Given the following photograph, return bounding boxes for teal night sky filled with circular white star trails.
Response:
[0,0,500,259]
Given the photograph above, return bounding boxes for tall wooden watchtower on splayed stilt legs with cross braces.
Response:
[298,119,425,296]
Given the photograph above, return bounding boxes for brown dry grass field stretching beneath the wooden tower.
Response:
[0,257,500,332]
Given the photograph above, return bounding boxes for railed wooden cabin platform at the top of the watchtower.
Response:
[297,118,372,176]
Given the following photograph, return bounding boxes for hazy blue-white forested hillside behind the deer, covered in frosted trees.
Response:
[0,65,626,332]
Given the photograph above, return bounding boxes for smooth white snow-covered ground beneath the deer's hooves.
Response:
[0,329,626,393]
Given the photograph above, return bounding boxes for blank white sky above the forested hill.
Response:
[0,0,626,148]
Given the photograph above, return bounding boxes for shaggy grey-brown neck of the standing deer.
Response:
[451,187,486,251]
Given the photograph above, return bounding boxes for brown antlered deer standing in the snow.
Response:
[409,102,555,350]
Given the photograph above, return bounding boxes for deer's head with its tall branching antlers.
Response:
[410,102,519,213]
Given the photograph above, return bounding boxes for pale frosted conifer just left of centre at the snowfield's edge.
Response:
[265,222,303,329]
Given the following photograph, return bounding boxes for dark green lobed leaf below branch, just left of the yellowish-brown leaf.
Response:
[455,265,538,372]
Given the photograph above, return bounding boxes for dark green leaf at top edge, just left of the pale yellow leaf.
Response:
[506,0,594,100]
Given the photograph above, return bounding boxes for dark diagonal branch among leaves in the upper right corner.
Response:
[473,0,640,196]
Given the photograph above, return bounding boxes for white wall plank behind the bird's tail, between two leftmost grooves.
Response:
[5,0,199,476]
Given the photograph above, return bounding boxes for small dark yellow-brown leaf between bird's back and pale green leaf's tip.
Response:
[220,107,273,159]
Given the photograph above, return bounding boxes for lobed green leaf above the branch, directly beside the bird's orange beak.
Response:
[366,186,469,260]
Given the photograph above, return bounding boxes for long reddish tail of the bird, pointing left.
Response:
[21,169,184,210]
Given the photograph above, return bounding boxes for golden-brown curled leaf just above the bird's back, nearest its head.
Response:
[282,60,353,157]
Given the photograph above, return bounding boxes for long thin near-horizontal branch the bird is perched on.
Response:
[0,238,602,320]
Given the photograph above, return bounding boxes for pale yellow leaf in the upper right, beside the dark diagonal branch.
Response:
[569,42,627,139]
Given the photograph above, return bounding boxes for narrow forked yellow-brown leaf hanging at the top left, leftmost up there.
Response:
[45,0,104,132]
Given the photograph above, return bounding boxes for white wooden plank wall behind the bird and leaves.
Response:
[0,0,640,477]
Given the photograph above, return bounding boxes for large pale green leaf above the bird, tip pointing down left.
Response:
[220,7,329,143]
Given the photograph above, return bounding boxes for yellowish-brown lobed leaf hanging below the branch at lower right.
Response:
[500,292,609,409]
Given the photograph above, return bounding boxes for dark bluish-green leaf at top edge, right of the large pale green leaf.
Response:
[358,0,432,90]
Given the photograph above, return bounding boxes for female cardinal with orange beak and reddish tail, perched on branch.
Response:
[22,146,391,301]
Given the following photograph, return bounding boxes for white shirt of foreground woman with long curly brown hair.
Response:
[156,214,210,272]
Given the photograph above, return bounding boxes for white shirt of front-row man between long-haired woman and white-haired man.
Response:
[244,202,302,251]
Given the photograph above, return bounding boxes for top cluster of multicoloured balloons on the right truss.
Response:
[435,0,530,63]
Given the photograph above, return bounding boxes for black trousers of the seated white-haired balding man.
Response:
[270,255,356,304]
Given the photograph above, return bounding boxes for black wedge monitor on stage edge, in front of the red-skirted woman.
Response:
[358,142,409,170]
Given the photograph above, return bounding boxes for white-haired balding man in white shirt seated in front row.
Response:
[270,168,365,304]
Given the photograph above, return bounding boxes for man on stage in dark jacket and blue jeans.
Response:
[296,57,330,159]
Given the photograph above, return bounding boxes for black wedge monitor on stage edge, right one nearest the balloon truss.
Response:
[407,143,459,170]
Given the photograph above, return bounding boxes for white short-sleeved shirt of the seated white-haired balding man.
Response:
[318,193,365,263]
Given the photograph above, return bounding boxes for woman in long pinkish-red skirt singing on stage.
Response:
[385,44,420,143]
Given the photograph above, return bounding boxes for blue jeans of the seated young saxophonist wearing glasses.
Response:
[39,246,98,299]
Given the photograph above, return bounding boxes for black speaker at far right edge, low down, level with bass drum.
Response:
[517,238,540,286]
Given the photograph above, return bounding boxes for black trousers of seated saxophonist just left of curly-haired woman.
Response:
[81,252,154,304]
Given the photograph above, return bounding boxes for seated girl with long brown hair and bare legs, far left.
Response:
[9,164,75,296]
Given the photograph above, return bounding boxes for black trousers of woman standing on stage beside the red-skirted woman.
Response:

***

WHAT YOU HAVE TO DO: From the first line to the last, transcribe the listing exactly.

RESPONSE FOR THIS EXERCISE:
Given the following photograph, return bounding boxes for teal night sky filled with circular white star trails.
Response:
[0,0,500,259]
Given the photograph above, return bounding boxes for tall wooden watchtower on splayed stilt legs with cross braces.
Response:
[298,119,425,296]
Given the photograph above, return bounding boxes for brown dry grass field stretching beneath the wooden tower.
Response:
[0,257,500,332]
Given the photograph above, return bounding boxes for railed wooden cabin platform at the top of the watchtower.
Response:
[297,118,372,176]
Given the following photograph, return bounding boxes for hazy blue-white forested hillside behind the deer, covered in frosted trees.
Response:
[0,65,626,332]
Given the photograph above, return bounding boxes for smooth white snow-covered ground beneath the deer's hooves.
Response:
[0,329,626,393]
Given the photograph above, return bounding boxes for blank white sky above the forested hill.
Response:
[0,0,626,148]
Given the photograph above, return bounding boxes for shaggy grey-brown neck of the standing deer.
Response:
[451,187,486,251]
Given the photograph above, return bounding boxes for brown antlered deer standing in the snow.
Response:
[409,102,555,350]
Given the photograph above, return bounding boxes for deer's head with its tall branching antlers.
Response:
[410,102,519,213]
Given the photograph above, return bounding boxes for pale frosted conifer just left of centre at the snowfield's edge.
Response:
[265,222,303,329]
Given the following photograph, return bounding boxes for dark green lobed leaf below branch, just left of the yellowish-brown leaf.
Response:
[455,265,538,372]
Given the photograph above, return bounding boxes for dark green leaf at top edge, just left of the pale yellow leaf.
Response:
[506,0,594,100]
Given the photograph above, return bounding boxes for dark diagonal branch among leaves in the upper right corner.
Response:
[473,0,640,196]
Given the photograph above, return bounding boxes for white wall plank behind the bird's tail, between two leftmost grooves.
Response:
[5,0,199,476]
Given the photograph above, return bounding boxes for small dark yellow-brown leaf between bird's back and pale green leaf's tip.
Response:
[220,107,273,159]
Given the photograph above, return bounding boxes for lobed green leaf above the branch, directly beside the bird's orange beak.
Response:
[366,186,469,260]
Given the photograph above, return bounding boxes for long reddish tail of the bird, pointing left.
Response:
[21,169,184,210]
Given the photograph above, return bounding boxes for golden-brown curled leaf just above the bird's back, nearest its head.
Response:
[282,60,353,157]
Given the photograph above, return bounding boxes for long thin near-horizontal branch the bird is perched on.
Response:
[0,238,602,320]
Given the photograph above, return bounding boxes for pale yellow leaf in the upper right, beside the dark diagonal branch.
Response:
[569,42,627,139]
Given the photograph above, return bounding boxes for narrow forked yellow-brown leaf hanging at the top left, leftmost up there.
Response:
[45,0,104,132]
Given the photograph above, return bounding boxes for white wooden plank wall behind the bird and leaves.
Response:
[0,0,640,477]
Given the photograph above, return bounding boxes for large pale green leaf above the bird, tip pointing down left.
Response:
[220,7,329,143]
Given the photograph above, return bounding boxes for yellowish-brown lobed leaf hanging below the branch at lower right.
Response:
[500,292,609,409]
Given the photograph above, return bounding boxes for dark bluish-green leaf at top edge, right of the large pale green leaf.
Response:
[358,0,432,90]
Given the photograph above, return bounding boxes for female cardinal with orange beak and reddish tail, perched on branch.
Response:
[22,146,391,301]
Given the following photograph, return bounding boxes for white shirt of foreground woman with long curly brown hair.
Response:
[156,214,210,272]
Given the photograph above, return bounding boxes for white shirt of front-row man between long-haired woman and white-haired man.
Response:
[244,202,302,251]
Given the photograph above, return bounding boxes for top cluster of multicoloured balloons on the right truss.
Response:
[435,0,530,63]
Given the photograph above, return bounding boxes for black trousers of the seated white-haired balding man.
Response:
[270,255,356,304]
Given the photograph above, return bounding boxes for black wedge monitor on stage edge, in front of the red-skirted woman.
Response:
[358,142,409,170]
Given the photograph above, return bounding boxes for white-haired balding man in white shirt seated in front row.
Response:
[270,168,365,304]
Given the photograph above, return bounding boxes for man on stage in dark jacket and blue jeans.
Response:
[296,57,330,159]
Given the photograph above, return bounding boxes for black wedge monitor on stage edge, right one nearest the balloon truss.
Response:
[407,143,459,170]
Given the photograph above, return bounding boxes for white short-sleeved shirt of the seated white-haired balding man.
Response:
[318,193,365,263]
Given the photograph above, return bounding boxes for woman in long pinkish-red skirt singing on stage.
Response:
[385,44,420,143]
Given the photograph above, return bounding boxes for blue jeans of the seated young saxophonist wearing glasses.
Response:
[39,246,98,299]
Given the photograph above, return bounding boxes for black speaker at far right edge, low down, level with bass drum.
Response:
[517,238,540,286]
Given the photograph above, return bounding boxes for black trousers of seated saxophonist just left of curly-haired woman.
Response:
[81,252,154,304]
Given the photograph above, return bounding boxes for seated girl with long brown hair and bare legs, far left.
Response:
[9,164,75,296]
Given the photograph above, return bounding boxes for black trousers of woman standing on stage beside the red-skirted woman.
Response:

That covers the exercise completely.